» **Written task**: Return every line of the listing below unchanged, character for character.

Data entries
------------------------------------

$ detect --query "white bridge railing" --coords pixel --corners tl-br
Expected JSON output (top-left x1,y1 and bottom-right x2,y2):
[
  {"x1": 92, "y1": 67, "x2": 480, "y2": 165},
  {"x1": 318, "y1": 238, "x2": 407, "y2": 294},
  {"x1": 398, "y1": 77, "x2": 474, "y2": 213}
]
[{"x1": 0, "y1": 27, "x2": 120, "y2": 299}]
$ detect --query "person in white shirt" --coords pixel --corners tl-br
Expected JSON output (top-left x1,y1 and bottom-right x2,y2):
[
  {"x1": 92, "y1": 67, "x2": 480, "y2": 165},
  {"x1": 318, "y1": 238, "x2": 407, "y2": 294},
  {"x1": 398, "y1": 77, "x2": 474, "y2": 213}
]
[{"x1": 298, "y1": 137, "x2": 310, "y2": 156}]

------------------------------------

» **Answer for the task**:
$ detect --query "white bridge railing" --coords pixel --corners tl-br
Expected JSON output (top-left x1,y1 and bottom-right x2,y2):
[
  {"x1": 92, "y1": 67, "x2": 480, "y2": 165},
  {"x1": 318, "y1": 238, "x2": 407, "y2": 294},
  {"x1": 398, "y1": 77, "x2": 474, "y2": 213}
]
[{"x1": 0, "y1": 27, "x2": 120, "y2": 299}]
$ detect --query "person in white shirt" --coords pixel --corners tl-br
Expected JSON output (top-left x1,y1 and bottom-right x2,y2):
[
  {"x1": 92, "y1": 67, "x2": 480, "y2": 165},
  {"x1": 318, "y1": 238, "x2": 407, "y2": 294},
  {"x1": 398, "y1": 77, "x2": 474, "y2": 213}
]
[{"x1": 298, "y1": 137, "x2": 310, "y2": 156}]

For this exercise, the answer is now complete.